→ **Excerto da fonte**:
Queria trazer-vos uma crónica terna de
Natal e, para isso, seria preciso recuar à minha infância em que, por esta
altura, eu e os meus dois irmãos já tínhamos revirado as gavetas e os armários,
umas vezes com o firme propósito de encontrar os presentes que iríamos receber
e outras, bafejados pela sorte do acaso, encontrávamo-las sem querer…
Foi assim com os blusões que
experimentámos e com os quais fizemos passagem de modelos ou com os
matraquilhos que o mais novo encontrou, por mero acaso, em cima de uma
prateleira onde se guardavam as batatas… O mesmo aconteceu com a nave e o He-man
que ele tanto queria e que, depois, a nave chegou, mas em vez do herói, como os
adultos não percebiam nada, recebeu o vilão da história e não pôde dissimular o
desapontamento…
Geralmente, éramos bem-sucedidos e bons
atores e, no dia da distribuição dos presentes, fingíamo-nos muito
surpreendidos…
À medida que os anos vão passando, o
Natal perde um pouco da sua magia, porque vamos ganhando consciência das
injustiças e das incomensuráveis assimetrias económicas e sociais e que não
permitem que muitos milhões de pessoas, entre elas, crianças, possam ter o
Natal que merecem. Agora já não há a ansiedade pelos presentes de que não se
precisa, apenas a alegria de ver a azáfama e nervosismo dos mais pequenitos…
Para mim, chega o aconchego da lareira e
o copo de tinto quente e cheio de alma, em família, a acompanhar a mesa farta.
Há histórias e risos e memórias que nos unem e cada vez mais estes momentos se
revestem de uma importância inigualável…
A consciência de que se deve aproveitar
esta frugalidade até ao tutano não me abandona, porque um dia nada será mais
assim e essa inevitabilidade é pedra a cair na alma…
Só me lembro do Torga e da sua afeição
telúrica, da sua revolta e também me questiono sobre a suposta liberdade
humana, pois, se fosse verdadeiramente livre, escolhia permanecer por cá e
manter os que mais quero por tempo indefinido, até me doerem os olhos de tanto
ver e as pernas de tanto percorrerem e a alma de tanto sentir e todo o corpo,
por não mais caberem em mim todas as emoções que este mundo me oferece, boas ou
más!

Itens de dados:
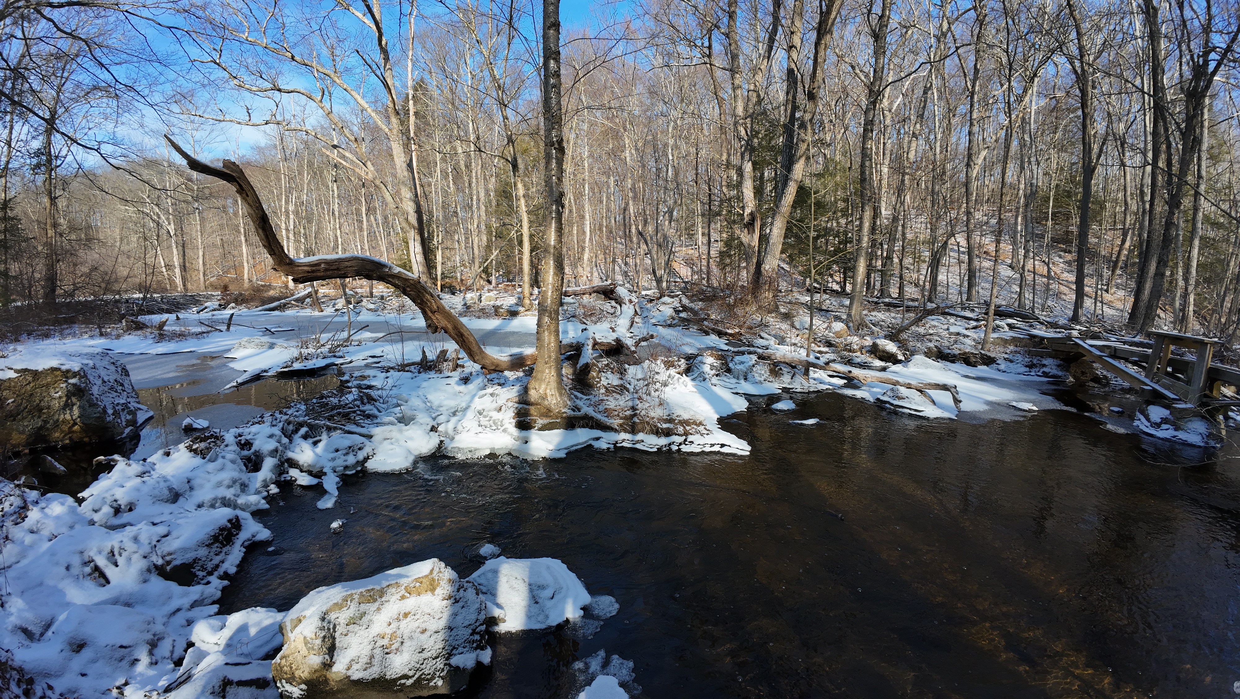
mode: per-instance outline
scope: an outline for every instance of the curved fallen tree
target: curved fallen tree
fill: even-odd
[[[254,223],[259,243],[267,250],[268,257],[272,258],[272,266],[281,274],[290,276],[293,281],[309,284],[310,281],[351,279],[355,276],[382,281],[404,294],[405,297],[418,306],[418,310],[422,311],[427,321],[427,330],[430,332],[444,332],[448,337],[451,337],[453,342],[465,352],[465,356],[484,369],[508,372],[528,367],[537,361],[537,352],[497,357],[484,350],[479,345],[477,338],[474,337],[474,333],[465,327],[465,323],[456,317],[456,314],[444,306],[432,288],[389,262],[370,255],[315,255],[311,258],[294,258],[289,255],[284,249],[284,244],[280,243],[280,238],[275,234],[272,219],[267,216],[267,209],[263,207],[263,200],[259,198],[258,191],[239,165],[231,160],[224,160],[222,167],[207,165],[187,154],[170,136],[164,136],[164,139],[172,146],[172,150],[185,159],[185,164],[190,170],[222,180],[233,186],[238,198],[246,204],[250,222]]]

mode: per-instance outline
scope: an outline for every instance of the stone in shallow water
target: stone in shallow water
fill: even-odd
[[[320,587],[285,617],[272,678],[285,698],[427,697],[491,661],[486,602],[439,559]]]

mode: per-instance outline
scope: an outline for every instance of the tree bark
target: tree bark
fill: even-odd
[[[890,0],[884,0],[884,2],[888,1]],[[792,214],[796,190],[801,185],[805,164],[810,156],[810,129],[813,128],[813,119],[818,113],[822,94],[822,66],[826,62],[827,45],[831,41],[836,16],[842,5],[841,0],[818,0],[818,21],[813,29],[813,58],[810,67],[810,79],[805,87],[805,110],[800,116],[790,114],[792,120],[784,131],[784,149],[791,167],[787,171],[782,191],[777,193],[775,213],[771,217],[770,229],[766,232],[766,248],[763,250],[761,265],[753,279],[754,290],[766,299],[774,296],[779,284],[779,258],[784,250],[784,233],[787,231],[787,219]],[[791,112],[792,109],[790,109]]]
[[[869,235],[874,222],[874,202],[878,198],[874,183],[874,123],[878,118],[878,104],[883,99],[883,82],[887,79],[887,30],[892,21],[892,0],[882,0],[882,2],[873,33],[874,69],[869,76],[869,90],[861,128],[861,227],[857,232],[852,297],[848,300],[848,320],[853,332],[861,332],[868,325],[864,299],[866,278],[869,266]]]
[[[391,263],[367,255],[319,255],[301,259],[289,257],[279,237],[275,234],[275,228],[272,227],[272,219],[267,216],[263,200],[259,198],[258,191],[254,190],[249,177],[246,176],[239,165],[231,160],[224,160],[222,167],[207,165],[181,149],[171,138],[164,138],[172,146],[172,150],[185,160],[190,170],[232,185],[233,190],[237,191],[237,197],[246,206],[246,212],[254,224],[254,232],[258,234],[259,243],[267,250],[268,257],[272,258],[272,266],[281,274],[293,278],[293,281],[306,284],[355,276],[382,281],[399,290],[418,306],[427,321],[428,331],[446,333],[465,352],[465,356],[470,361],[484,369],[489,372],[515,371],[528,367],[537,359],[537,352],[496,357],[482,350],[474,333],[439,301],[434,290],[422,279]],[[557,352],[554,357],[558,358],[559,353]],[[559,362],[551,363],[554,363],[558,371]]]
[[[1081,321],[1085,309],[1085,258],[1089,252],[1090,204],[1094,197],[1094,172],[1097,159],[1094,155],[1094,57],[1086,47],[1085,26],[1076,0],[1068,0],[1068,14],[1076,30],[1076,59],[1070,61],[1076,74],[1081,107],[1081,198],[1080,219],[1076,223],[1076,280],[1073,292],[1073,322]]]
[[[527,385],[532,405],[551,415],[568,409],[568,390],[559,367],[559,305],[564,291],[564,105],[560,99],[559,0],[543,0],[543,169],[547,223],[543,242],[542,290],[538,295],[538,354]]]

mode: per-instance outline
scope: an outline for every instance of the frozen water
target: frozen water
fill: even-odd
[[[585,611],[594,618],[611,618],[620,611],[620,602],[611,595],[594,595],[585,605]]]

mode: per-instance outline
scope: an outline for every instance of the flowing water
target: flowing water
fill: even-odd
[[[1074,410],[799,402],[724,423],[749,456],[430,459],[346,478],[327,511],[281,485],[222,611],[432,556],[465,576],[490,542],[562,559],[620,611],[496,636],[474,697],[575,697],[572,663],[603,648],[652,698],[1233,695],[1234,446],[1202,461]]]

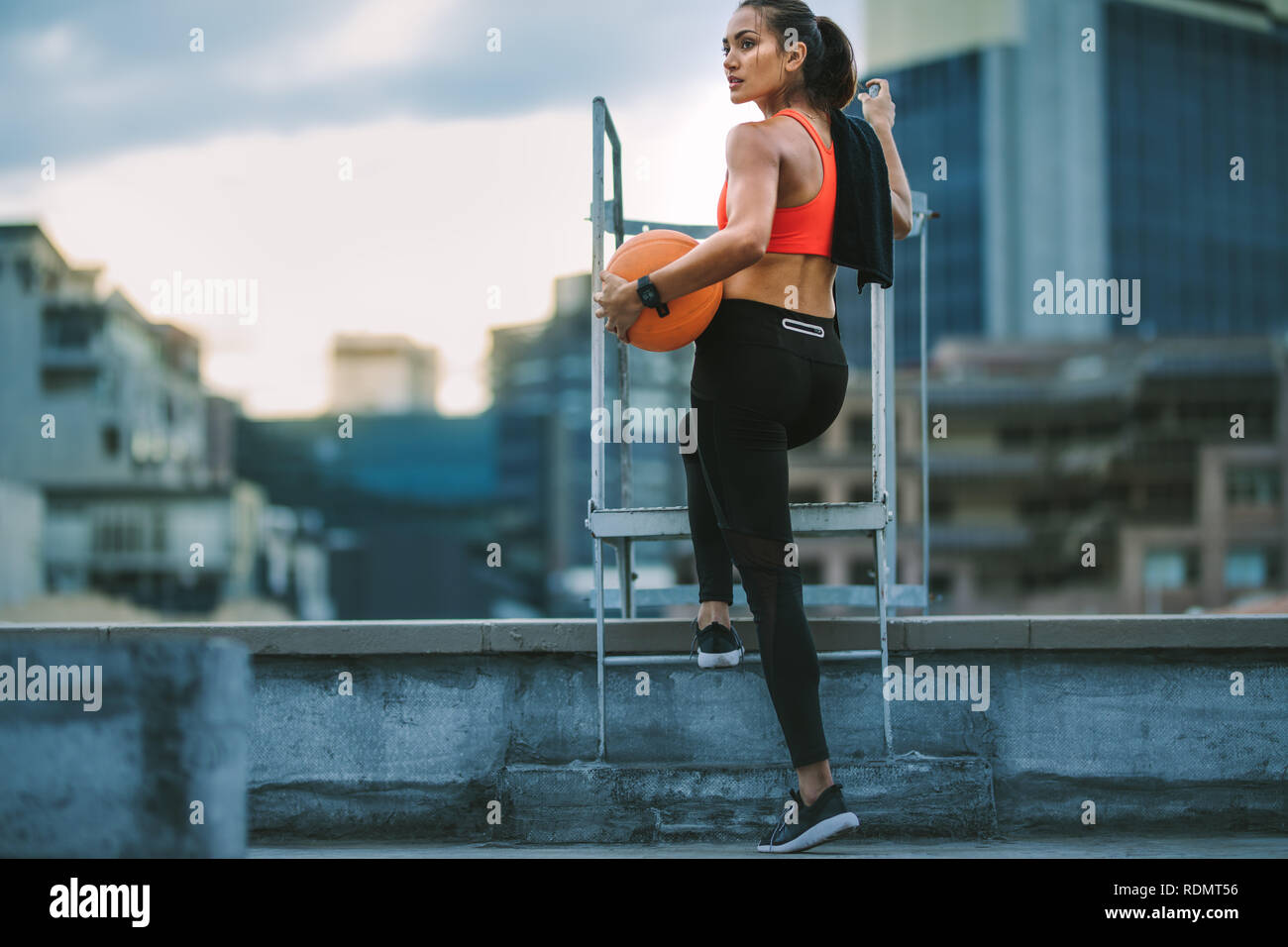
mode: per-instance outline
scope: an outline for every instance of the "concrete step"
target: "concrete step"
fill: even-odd
[[[832,765],[862,837],[997,834],[987,760],[909,755]],[[501,772],[493,836],[545,844],[759,840],[795,786],[782,767],[569,763]]]

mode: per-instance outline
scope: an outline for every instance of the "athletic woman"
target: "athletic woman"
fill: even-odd
[[[859,825],[832,781],[787,501],[787,451],[836,420],[849,380],[832,301],[836,160],[828,113],[854,99],[858,76],[841,28],[799,0],[743,0],[723,50],[730,100],[753,102],[765,119],[734,126],[725,139],[719,232],[649,282],[663,303],[724,282],[694,353],[698,450],[681,452],[699,586],[694,644],[701,667],[741,661],[729,620],[737,564],[800,786],[759,850],[801,852]],[[880,94],[858,98],[881,140],[893,233],[903,240],[912,229],[912,196],[891,134],[889,85],[875,79],[864,86],[873,82]],[[626,340],[643,299],[631,281],[607,271],[600,278],[595,314]]]

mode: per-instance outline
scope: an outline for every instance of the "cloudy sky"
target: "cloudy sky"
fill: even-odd
[[[862,1],[814,4],[857,52]],[[331,336],[358,331],[435,345],[439,407],[479,410],[487,330],[590,268],[595,95],[627,215],[715,223],[725,134],[761,117],[729,104],[734,5],[0,3],[0,222],[40,222],[144,312],[175,271],[255,280],[252,325],[153,316],[251,415],[322,410]]]

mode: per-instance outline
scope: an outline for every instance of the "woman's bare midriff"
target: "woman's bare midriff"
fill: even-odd
[[[765,254],[724,281],[725,299],[753,299],[806,316],[832,318],[836,264],[810,254]]]
[[[815,130],[824,137],[823,147],[831,147],[832,130],[826,125]],[[783,162],[778,182],[778,206],[795,207],[818,195],[823,186],[823,161],[818,146],[795,119],[777,119],[775,134],[779,135]],[[836,264],[828,256],[766,253],[756,263],[724,281],[724,298],[753,299],[784,309],[797,309],[806,316],[833,318],[835,281]]]

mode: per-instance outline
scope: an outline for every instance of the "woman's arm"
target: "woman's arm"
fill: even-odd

→ **Detalhes da tarefa**:
Pode prosseguir a crónica de Natal a partir da última frase apresentada?

→ **Resultado da tarefa**:
Assim, se houvesse um milagre que me
fosse concedido pelo génio da lamparina do Aladino ou pelo Menino Jesus, tanto
me fazia, eu escolheria viver pelo menos duzentos anos na companhia dos meus e
registaria uma cláusula em que ficasse registada a possibilidade de renovar por
outros tantos, caso chegasse ao fim do contrato e constatasse que pretendia
viver um pouco mais, por achar a morte uma maçada insustentável!
Eu espero mesmo que haja outra forma de
vida mais além, noutra dimensão, caso contrário ficarei mesmo desiludida! É uma
espécie de recompensa que sabe a pouco, porque se gosto de andar por cá, ainda
que o mundo não seja nenhum paraíso, deveria poder fazê-lo até me fartar! Mesmo
que as promessas do outro garantam conforto e regalia. Não, muito obrigada!
Por agora, é aqui onde eu gosto de estar
e aborrece-me à brava começar a ter uma idade em que começo a assistir, mais do
que o desejável, à partida de quem não queria que partisse, porque aqueles de
quem canso pelo mal que me fazem, eu mesma os mato dentro de mim e vão-me
morrendo aos poucos nos braços, até os deixar ir…
Nina M.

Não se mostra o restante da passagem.